PASSAGE TO READ ▸
=== Begin Enclosure ===

Hi Joshua
We have always enjoyed a good and open relationship with him including on health matters so we told him immediately after I got my diagnosis- we sat down with him and gave him all the information we had at the time. He did have questions but I wasn’t able to answer all of them and I had to admit that. I did promise that if I got any more information I’d share that with him including answers to his questions but also there was the possibility that not all news would be good - he knew this too. I know he got great support from friends and family and also our local Maggies Centre. I would say that’s important - emotionally I know it was so hard for him so opportunities to offload in an environment away from home was invaluable for him and probably that would be the case for others too.
We still do occasionally talk about it now as a family but we are 5 years down the line so it’s more a reflection on where we were vs where we are now and for that we are so very grateful every day.
Hi Joshua,
I would if you think it would be helpful.
Christine
Hello @Corfu80,
How did you tell your children about your diagnosis?
My children were just 21& 18 at diagnosis, so old enough to realise that Mum was proper poorly & had been kept in overnight. So, when we returned from hospital we sat them down in the lounge & told them truthfully what we knew, so far!
I thought I’d share some resources on here that we sometimes signpost people to on the support line, when people ask for guidance around talking to their children about cancer and the sorts of things to expect. Has anyone used any of the below resources and found them helpful? Does anyone know of any other resources which some people might find helpful in talking to children about cancer?
Myeloma - Kelsey and the Yellow Kite
Lymphoma - Talking to children about lymphoma
Fruitfly Collective - https://parents.fruitflycollective.com/ & https://fruitflycollective.com/cancer-cloud-kits/
Lucy and the Good Soldiers - a small person’s guide to transplant
Hello all, we have many new members of this community since this topic was created.
We know that for many people, talking to their children about their blood cancer diagnosis will understandably be a hugely difficult conversation to have, so we hope it might be helpful to revisit this topic and see if anyone had any further suggestions or tips.
What was it like for you to explain to your child/children that you have blood cancer? Was there anything you found particularly helpful and supportive at the time?

=== End Enclosure ===

Collected data entries ▸
=== Begin Enclosure ===

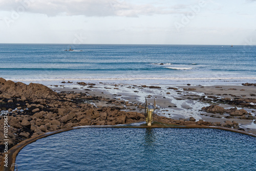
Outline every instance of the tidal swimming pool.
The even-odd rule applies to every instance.
[[[255,170],[256,138],[202,129],[87,127],[25,146],[18,170]]]

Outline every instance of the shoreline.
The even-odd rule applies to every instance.
[[[9,166],[8,167],[4,167],[4,160],[2,160],[1,161],[1,165],[0,166],[0,169],[3,171],[8,171],[8,170],[12,170],[14,171],[14,167],[13,168],[11,168],[10,164],[11,163],[15,163],[15,161],[16,161],[16,158],[19,152],[26,145],[33,143],[33,142],[36,141],[36,140],[47,137],[49,136],[55,135],[56,134],[58,134],[60,133],[62,133],[63,132],[66,132],[66,131],[69,131],[71,130],[73,130],[75,129],[84,129],[86,127],[114,127],[114,128],[141,128],[141,129],[157,129],[157,128],[177,128],[177,129],[218,129],[218,130],[224,130],[224,131],[230,131],[237,133],[240,133],[248,136],[251,136],[254,137],[256,137],[256,134],[250,134],[246,132],[244,132],[243,131],[239,131],[239,130],[234,130],[233,129],[230,129],[228,128],[225,128],[223,127],[220,127],[220,126],[166,126],[166,125],[163,125],[162,126],[160,126],[159,125],[157,125],[156,126],[87,126],[87,127],[83,127],[83,126],[77,126],[76,127],[72,127],[72,128],[69,128],[69,129],[65,129],[63,130],[59,130],[55,131],[54,132],[49,132],[48,134],[41,134],[39,135],[36,137],[30,138],[29,139],[28,139],[26,140],[24,140],[22,142],[21,142],[20,143],[15,145],[13,147],[12,147],[11,148],[10,148],[8,152],[8,163],[9,163]],[[10,167],[9,167],[10,166]],[[12,167],[13,168],[13,167]]]
[[[256,135],[254,86],[153,86],[67,81],[47,87],[0,78],[1,111],[9,113],[12,148],[30,137],[77,126],[121,127],[114,125],[143,121],[145,97],[151,103],[157,98],[155,121],[175,127],[208,127]]]

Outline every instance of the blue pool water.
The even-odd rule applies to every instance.
[[[182,84],[190,80],[216,84],[256,81],[255,46],[71,46],[75,51],[65,51],[70,45],[0,44],[0,77],[23,82]]]
[[[25,147],[19,170],[255,170],[256,138],[212,129],[74,130]]]

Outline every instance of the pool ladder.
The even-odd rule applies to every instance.
[[[153,122],[154,111],[156,109],[156,100],[154,99],[154,105],[147,104],[147,100],[145,98],[145,121],[147,126],[151,126],[151,123]]]

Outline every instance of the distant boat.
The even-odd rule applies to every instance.
[[[71,47],[69,47],[69,50],[65,50],[64,51],[74,51],[75,50],[74,49],[71,49]]]
[[[67,50],[66,49],[64,51],[74,51],[74,49],[71,49],[71,47],[70,46],[69,47],[69,50]]]
[[[74,49],[71,49],[71,47],[69,47],[69,51],[73,51],[74,50]]]

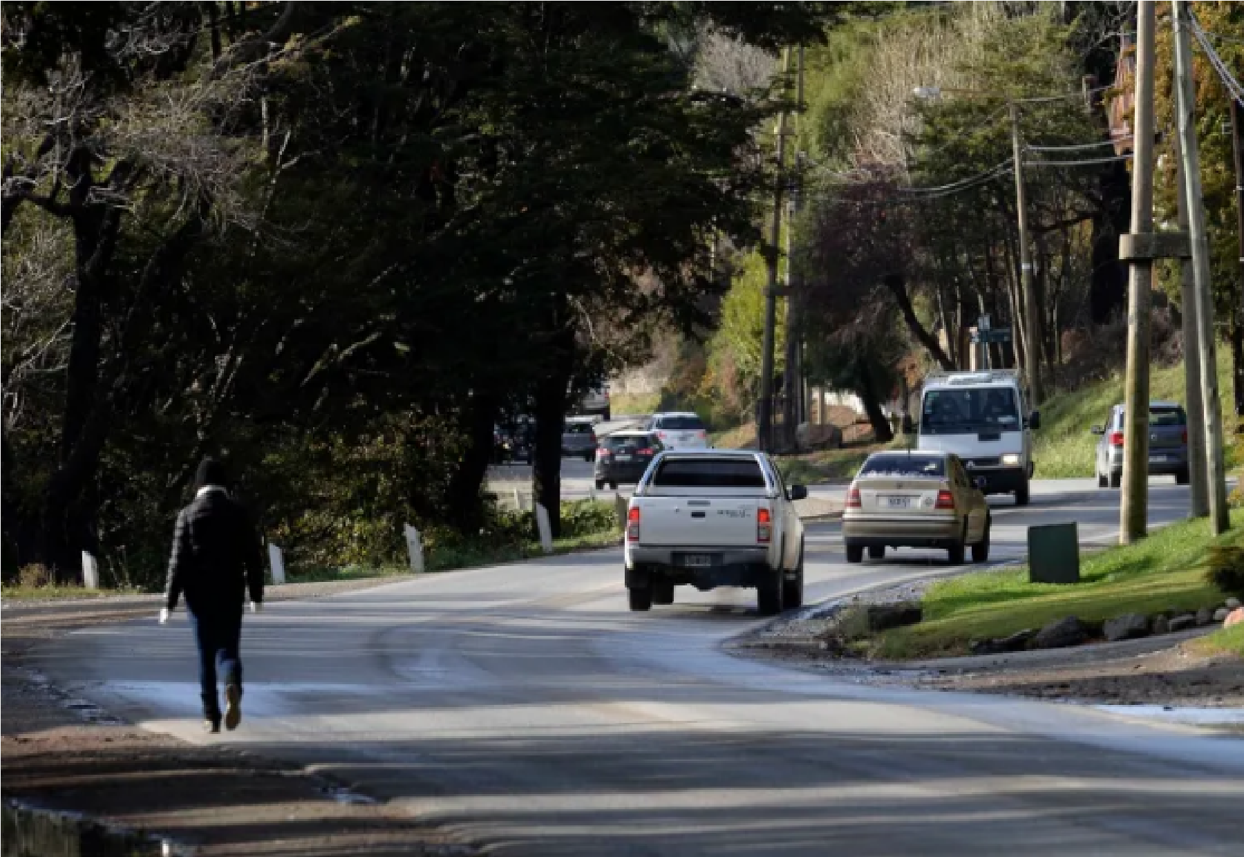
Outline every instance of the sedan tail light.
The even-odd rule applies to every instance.
[[[626,514],[626,540],[639,541],[639,506],[631,506]]]

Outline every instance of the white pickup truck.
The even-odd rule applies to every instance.
[[[674,587],[755,587],[760,612],[804,601],[804,525],[764,453],[664,452],[627,509],[626,587],[631,609],[674,601]]]

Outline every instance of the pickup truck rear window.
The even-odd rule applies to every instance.
[[[684,458],[662,461],[652,476],[657,488],[765,488],[765,474],[751,459]]]
[[[861,476],[945,476],[945,459],[940,455],[873,455],[865,461]]]

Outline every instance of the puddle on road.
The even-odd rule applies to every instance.
[[[0,857],[160,857],[159,842],[92,821],[4,804]]]

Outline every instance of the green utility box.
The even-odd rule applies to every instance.
[[[1046,524],[1028,529],[1030,583],[1079,583],[1080,535],[1076,524]]]

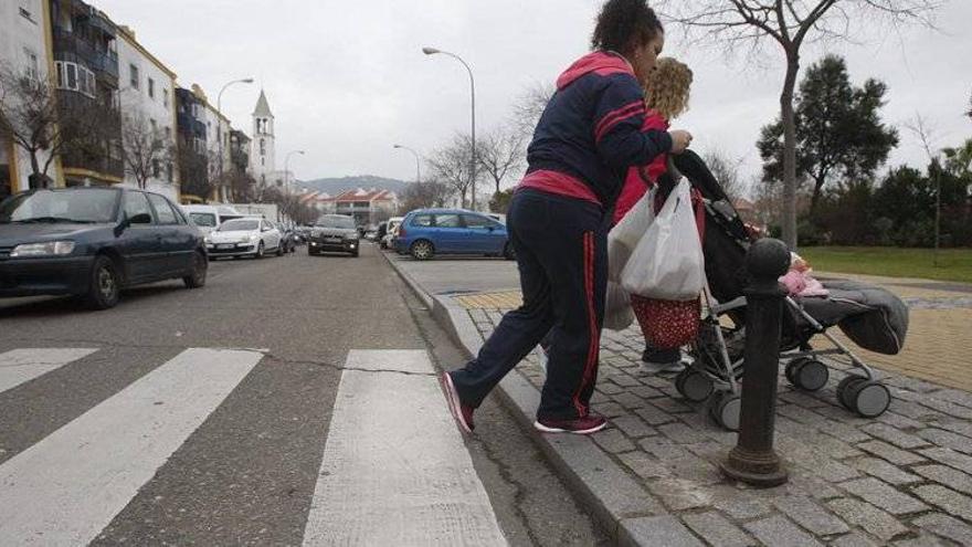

=== End Enclosure ===

WHAT YOU NEED TO DO ▸
**1)** Output the portion of the forum discussion starting with "We still do" and going on through "grateful every day.".
**2)** According to the forum discussion, which resource is listed for myeloma?
**3)** Translate this sentence from the forum discussion into French: "He did have questions but I wasn’t able to answer all of them and I had to admit that."
These entries are separate material, independent of the forum discussion.

TASK-BY-TASK RESULTS ▸
**1)**
We still do occasionally talk about it now as a family but we are 5 years down the line so it’s more a reflection on where we were vs where we are now and for that we are so very grateful every day.

**2)** Kelsey and the Yellow Kite

**3)** Il avait bien des questions, mais je n’ai pas pu répondre à toutes et j’ai dû l’admettre.